Shearman moved to Michigan under the influence of his uncle, important Native American researcher and explorer, Henry Schoolcraft [1793-1864]. Schoolcraft was for a time the agent for "Indian Affairs" in Michigan and became perhaps the most important scholar of Native Americans in the 19th century. This led to Shearman's roll as Secretary for the 1837 Treaty between the Chippewa and the State of Michigan. 

Shearman was admitted to the Bar in Michigan, and became a regular contributor to the Journal of Education. Because of this role and his close relationship with Representative General Isaac Edwin Crary, he was stationed in Washington D. C., from where the present letter was written. 

An important and unpublished document touching The Whigs, Michigan Statehood, Slavery, Abolition, and the Status of Black Freedmen in Political Positioning.

Importantly, the letter takes place in the context of an significant moment in the 1840 Presidential Campaign of the "Hero of Tippecanoe," William Henry Harrison. 

"General Crary [friend of both Shearman and Smith, and subject of a significant section of the epistle] was a delegate to the state constitutional convention in 1835 and upon the admission of Michigan as a state into the Union, he was elected on October 5 and 6, 1835, as a Jacksonian to the Twenty-fourth Congress. Due to Michigan’s dispute with Ohio over the Toledo Strip (see the Toledo War), Congress refused to accept his credentials and he was seated as a delegate until Congress admitted Michigan as a state of the Union on January 26, 1837. He was re-elected as a Democrat to the Twenty-fifth and Twenty-sixth Congresses, and served until March 3, 1841.

SET PROBLEM
Reproduce the passage about Shearman word for word, from "Shearman moved to" up to and including "in Political Positioning.".

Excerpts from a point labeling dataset
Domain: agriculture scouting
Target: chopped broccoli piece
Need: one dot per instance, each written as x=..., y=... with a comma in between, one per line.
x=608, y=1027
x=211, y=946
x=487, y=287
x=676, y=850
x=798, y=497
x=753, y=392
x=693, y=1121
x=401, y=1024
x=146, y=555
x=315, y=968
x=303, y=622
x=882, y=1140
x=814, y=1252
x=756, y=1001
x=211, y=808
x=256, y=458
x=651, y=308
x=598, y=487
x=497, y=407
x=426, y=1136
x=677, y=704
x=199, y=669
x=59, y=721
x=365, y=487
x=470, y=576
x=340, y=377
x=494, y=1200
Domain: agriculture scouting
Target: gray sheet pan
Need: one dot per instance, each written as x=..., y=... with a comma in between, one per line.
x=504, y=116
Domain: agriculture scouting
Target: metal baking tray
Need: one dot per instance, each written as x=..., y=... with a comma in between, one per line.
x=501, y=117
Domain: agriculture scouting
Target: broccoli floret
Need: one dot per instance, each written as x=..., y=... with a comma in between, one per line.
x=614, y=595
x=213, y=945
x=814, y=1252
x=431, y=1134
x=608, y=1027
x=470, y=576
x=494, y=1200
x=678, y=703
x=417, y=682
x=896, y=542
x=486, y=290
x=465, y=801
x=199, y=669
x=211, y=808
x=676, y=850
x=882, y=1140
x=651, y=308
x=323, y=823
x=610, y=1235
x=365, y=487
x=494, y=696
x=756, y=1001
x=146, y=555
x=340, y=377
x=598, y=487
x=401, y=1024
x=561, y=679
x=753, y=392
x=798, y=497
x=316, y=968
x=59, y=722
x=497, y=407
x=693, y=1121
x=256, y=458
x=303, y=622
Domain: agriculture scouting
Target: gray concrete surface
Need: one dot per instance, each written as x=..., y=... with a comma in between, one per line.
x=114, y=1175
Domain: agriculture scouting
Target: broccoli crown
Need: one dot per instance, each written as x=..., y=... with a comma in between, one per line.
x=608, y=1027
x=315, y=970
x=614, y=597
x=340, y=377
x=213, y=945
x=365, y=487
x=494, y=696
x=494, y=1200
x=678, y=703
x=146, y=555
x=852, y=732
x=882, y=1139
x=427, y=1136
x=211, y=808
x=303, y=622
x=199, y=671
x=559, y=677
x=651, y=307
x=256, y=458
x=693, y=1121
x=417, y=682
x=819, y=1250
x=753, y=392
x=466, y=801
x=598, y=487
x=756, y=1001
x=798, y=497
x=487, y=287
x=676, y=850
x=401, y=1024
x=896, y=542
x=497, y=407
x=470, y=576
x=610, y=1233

ANSWER BELOW
Shearman moved to Michigan under the influence of his uncle, important Native American researcher and explorer, Henry Schoolcraft [1793-1864]. Schoolcraft was for a time the agent for "Indian Affairs" in Michigan and became perhaps the most important scholar of Native Americans in the 19th century. This led to Shearman's roll as Secretary for the 1837 Treaty between the Chippewa and the State of Michigan. 

Shearman was admitted to the Bar in Michigan, and became a regular contributor to the Journal of Education. Because of this role and his close relationship with Representative General Isaac Edwin Crary, he was stationed in Washington D. C., from where the present letter was written. 

An important and unpublished document touching The Whigs, Michigan Statehood, Slavery, Abolition, and the Status of Black Freedmen in Political Positioning.